Rows from a pointing dataset
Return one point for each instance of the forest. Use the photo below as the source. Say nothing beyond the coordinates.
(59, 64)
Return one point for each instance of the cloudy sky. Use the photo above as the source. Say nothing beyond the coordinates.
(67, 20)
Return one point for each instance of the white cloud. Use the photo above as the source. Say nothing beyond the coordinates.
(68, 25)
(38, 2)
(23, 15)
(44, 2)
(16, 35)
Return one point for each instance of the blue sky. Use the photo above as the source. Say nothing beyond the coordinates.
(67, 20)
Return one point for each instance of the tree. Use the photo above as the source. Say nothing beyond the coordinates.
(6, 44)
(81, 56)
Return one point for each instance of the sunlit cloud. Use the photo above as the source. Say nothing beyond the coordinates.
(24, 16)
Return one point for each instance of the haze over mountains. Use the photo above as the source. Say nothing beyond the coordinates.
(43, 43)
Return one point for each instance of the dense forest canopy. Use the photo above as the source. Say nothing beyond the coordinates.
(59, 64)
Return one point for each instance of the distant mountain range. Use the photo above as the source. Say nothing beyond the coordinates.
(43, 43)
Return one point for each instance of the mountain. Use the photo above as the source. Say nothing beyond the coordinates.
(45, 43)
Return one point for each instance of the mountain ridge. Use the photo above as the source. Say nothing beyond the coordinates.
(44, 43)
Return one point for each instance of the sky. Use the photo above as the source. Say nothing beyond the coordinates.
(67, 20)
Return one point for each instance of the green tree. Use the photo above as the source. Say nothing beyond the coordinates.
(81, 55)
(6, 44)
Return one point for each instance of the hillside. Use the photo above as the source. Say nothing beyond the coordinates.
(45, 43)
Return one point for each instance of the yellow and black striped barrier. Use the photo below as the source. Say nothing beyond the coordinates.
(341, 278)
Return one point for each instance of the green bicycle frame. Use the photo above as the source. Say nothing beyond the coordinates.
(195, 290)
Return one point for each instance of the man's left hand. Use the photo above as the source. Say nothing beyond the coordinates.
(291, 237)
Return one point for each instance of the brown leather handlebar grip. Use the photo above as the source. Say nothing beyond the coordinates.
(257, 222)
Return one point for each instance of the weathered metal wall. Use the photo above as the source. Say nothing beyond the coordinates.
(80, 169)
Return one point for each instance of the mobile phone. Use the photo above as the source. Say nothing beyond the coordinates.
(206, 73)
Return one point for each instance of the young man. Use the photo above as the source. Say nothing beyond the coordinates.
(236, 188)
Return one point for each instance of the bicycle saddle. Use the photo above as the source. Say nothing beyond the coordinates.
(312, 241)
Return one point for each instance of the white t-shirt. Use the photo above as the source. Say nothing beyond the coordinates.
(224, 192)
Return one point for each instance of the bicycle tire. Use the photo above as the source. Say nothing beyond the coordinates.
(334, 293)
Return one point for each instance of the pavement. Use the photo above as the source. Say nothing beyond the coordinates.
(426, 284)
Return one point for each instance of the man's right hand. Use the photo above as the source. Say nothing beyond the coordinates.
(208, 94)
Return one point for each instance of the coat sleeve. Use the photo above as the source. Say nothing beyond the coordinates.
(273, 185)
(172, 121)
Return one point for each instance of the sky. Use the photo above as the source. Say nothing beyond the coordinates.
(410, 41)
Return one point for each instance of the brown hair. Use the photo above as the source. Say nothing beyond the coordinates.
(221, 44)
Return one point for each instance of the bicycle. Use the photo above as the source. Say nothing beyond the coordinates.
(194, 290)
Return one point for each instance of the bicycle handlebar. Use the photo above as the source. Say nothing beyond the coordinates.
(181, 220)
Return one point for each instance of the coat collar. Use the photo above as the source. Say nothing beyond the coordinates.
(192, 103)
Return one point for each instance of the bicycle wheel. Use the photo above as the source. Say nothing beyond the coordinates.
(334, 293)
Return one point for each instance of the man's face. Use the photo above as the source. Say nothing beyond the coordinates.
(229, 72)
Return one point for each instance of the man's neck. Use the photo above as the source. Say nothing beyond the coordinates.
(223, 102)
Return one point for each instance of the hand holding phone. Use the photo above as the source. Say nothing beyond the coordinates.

→ EXERCISE GOAL
Return every line exactly.

→ SOLUTION
Return one point for each instance of the forest. Use the photo below as the source. Say nothing beyond the coordinates.
(59, 64)
Return one point for each instance of the cloudy sky. Use the photo above as the source. Say nothing beyond the coordinates.
(67, 20)
Return one point for each instance of the white cloud. Use the photo above as the source. Say nothing beyond the coordinates.
(68, 25)
(38, 2)
(23, 15)
(44, 2)
(16, 35)
Return one point for each instance of the blue sky. Use the photo above as the source. Say nothing beyond the coordinates.
(67, 20)
Return one point for each instance of the tree. Use the photo above as the source. Say nothing beyond the coordinates.
(6, 44)
(81, 56)
Return one point for each instance of the sunlit cloud. Use the photo above as the source. Say nothing beyond the coordinates.
(24, 16)
Return one point for each instance of the haze over mountains. Use the photo above as the source. Say nothing beyond the coordinates.
(43, 43)
Return one point for each instance of the dense forest canopy. Use the photo above as the source. Say nothing beyond the coordinates.
(59, 64)
Return one point for each instance of the distant mountain range. Use the photo above as the source. Say nothing beyond the coordinates.
(43, 43)
Return one point for each instance of the mountain. Use the photo above as the source. Say nothing beyond the coordinates.
(45, 43)
Return one point for each instance of the mountain ridge. Use the photo above as the source. Say nothing beyond the coordinates.
(44, 43)
Return one point for each instance of the sky. Use the photo above as the source. Say nothing beyond the coordinates.
(67, 20)
Return one point for each instance of the green tree. Use the photo above as the source. Say nothing beyond the coordinates.
(81, 55)
(6, 44)
Return one point for each instance of the hillside. Use the photo above as the source. Say nothing beyond the coordinates.
(45, 43)
Return one point for each instance of the yellow and black striped barrier. Use the photo below as the source. Say nothing beyond the coordinates.
(341, 278)
Return one point for each instance of the green bicycle frame. Use the photo above as the source. Say nothing beyond the coordinates.
(195, 290)
Return one point for each instance of the man's left hand. Use the photo above as the source. Say nothing beyond the coordinates.
(291, 237)
Return one point for each instance of the brown leather handlebar grip. Use the photo above as the source. Say nothing beyond the coordinates.
(257, 222)
Return one point for each instance of the weathered metal wall. Use the photo above as the source. Say nothing beyond the coordinates.
(80, 169)
Return one point for each instance of the mobile phone. Use the photo above as the source. Say nothing beyond the coordinates.
(206, 73)
Return one point for each instance of the young man. Use the photo above as the source. Say nothing beyond the coordinates.
(236, 188)
Return one point for each instance of the bicycle saddle. Use the photo above as the source. Say nothing beyond the coordinates.
(312, 241)
Return one point for each instance of the white t-shirt. Use the photo above as the source. Say nothing beyond the coordinates.
(224, 192)
Return one point for each instance of the bicycle tire. Use the photo above as the source. Say nothing beyond the coordinates.
(334, 293)
Return one point for each instance of the pavement. Use the photo above as the source. Say nothing beyond the coordinates.
(426, 284)
Return one point for each instance of the man's right hand. Use the photo above as the source. Say nothing beyond the coordinates.
(208, 94)
Return one point for each instance of the coat sleeve. Use the photo above as the source. Say nothing beyond the coordinates.
(273, 185)
(172, 121)
Return one point for each instance of the sky. Use the photo above as the source. Say nothing beyond the coordinates.
(410, 41)
Return one point for each instance of the brown hair. Use the photo above as the source. Say nothing beyond the coordinates.
(221, 44)
Return one point for each instance of the bicycle. Use the photo above as the source. Say nothing beyond the coordinates.
(194, 290)
Return one point for each instance of the bicycle handlebar. Use the photo above as the source. Say nothing beyond the coordinates.
(181, 220)
Return one point for each instance of the coat collar. Use the photo above as the source. Say nothing beyond the coordinates.
(192, 103)
Return one point for each instance of the bicycle wheel. Use the photo above as the source. Say nothing beyond the coordinates.
(334, 293)
Return one point for each instance of the man's face. Use the photo above as the source. Say nothing beyond the coordinates.
(229, 72)
Return one point for each instance of the man's neck. Use the photo above as the source. Say nothing beyond the coordinates.
(223, 102)
Return one point for each instance of the hand holding phone. Use the photo above as the source. Say nothing beyond the coordinates.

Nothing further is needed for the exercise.